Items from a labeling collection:
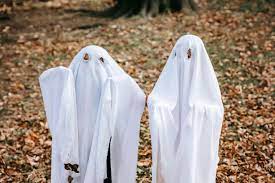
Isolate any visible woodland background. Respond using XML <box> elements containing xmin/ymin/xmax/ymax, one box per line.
<box><xmin>0</xmin><ymin>0</ymin><xmax>275</xmax><ymax>183</ymax></box>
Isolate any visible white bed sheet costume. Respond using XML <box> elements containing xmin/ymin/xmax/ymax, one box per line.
<box><xmin>148</xmin><ymin>35</ymin><xmax>224</xmax><ymax>183</ymax></box>
<box><xmin>39</xmin><ymin>45</ymin><xmax>145</xmax><ymax>183</ymax></box>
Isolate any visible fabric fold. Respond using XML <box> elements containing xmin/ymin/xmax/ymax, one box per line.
<box><xmin>39</xmin><ymin>67</ymin><xmax>80</xmax><ymax>182</ymax></box>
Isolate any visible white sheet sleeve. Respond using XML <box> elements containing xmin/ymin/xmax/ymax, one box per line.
<box><xmin>39</xmin><ymin>67</ymin><xmax>80</xmax><ymax>177</ymax></box>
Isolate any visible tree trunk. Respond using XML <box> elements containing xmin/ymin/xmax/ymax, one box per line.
<box><xmin>106</xmin><ymin>0</ymin><xmax>196</xmax><ymax>17</ymax></box>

GIVEN EXERCISE:
Please render the listing above as a Markdown table with the columns "Row" and "Line," one numbered row per line, skipping blank lines and leaving out the pictures.

OUTPUT OF THE EXERCISE:
| Row | Line |
|---|---|
| 1 | Isolate any visible woodland background. Respond using XML <box> elements containing xmin/ymin/xmax/ymax, one box per line. |
| 2 | <box><xmin>0</xmin><ymin>0</ymin><xmax>275</xmax><ymax>183</ymax></box> |
| 3 | Isolate any visible white bed sheet costume. Respond using XML <box> elements containing xmin/ymin/xmax/ymax, one box per line. |
| 4 | <box><xmin>148</xmin><ymin>35</ymin><xmax>224</xmax><ymax>183</ymax></box> |
| 5 | <box><xmin>39</xmin><ymin>45</ymin><xmax>145</xmax><ymax>183</ymax></box> |
| 6 | Isolate any visible fabric fold. Respond using XML <box> elements containing xmin/ymin/xmax/ymax, one box per line. |
| 7 | <box><xmin>39</xmin><ymin>67</ymin><xmax>80</xmax><ymax>182</ymax></box> |
| 8 | Isolate any visible white sheet sleeve. Respond using XML <box> elements containing xmin/ymin/xmax/ymax, one box per line. |
| 9 | <box><xmin>39</xmin><ymin>67</ymin><xmax>80</xmax><ymax>177</ymax></box> |
| 10 | Isolate any visible tree trunk. Respond using XML <box> elements containing xmin/ymin/xmax/ymax, one box per line. |
| 11 | <box><xmin>106</xmin><ymin>0</ymin><xmax>196</xmax><ymax>17</ymax></box> |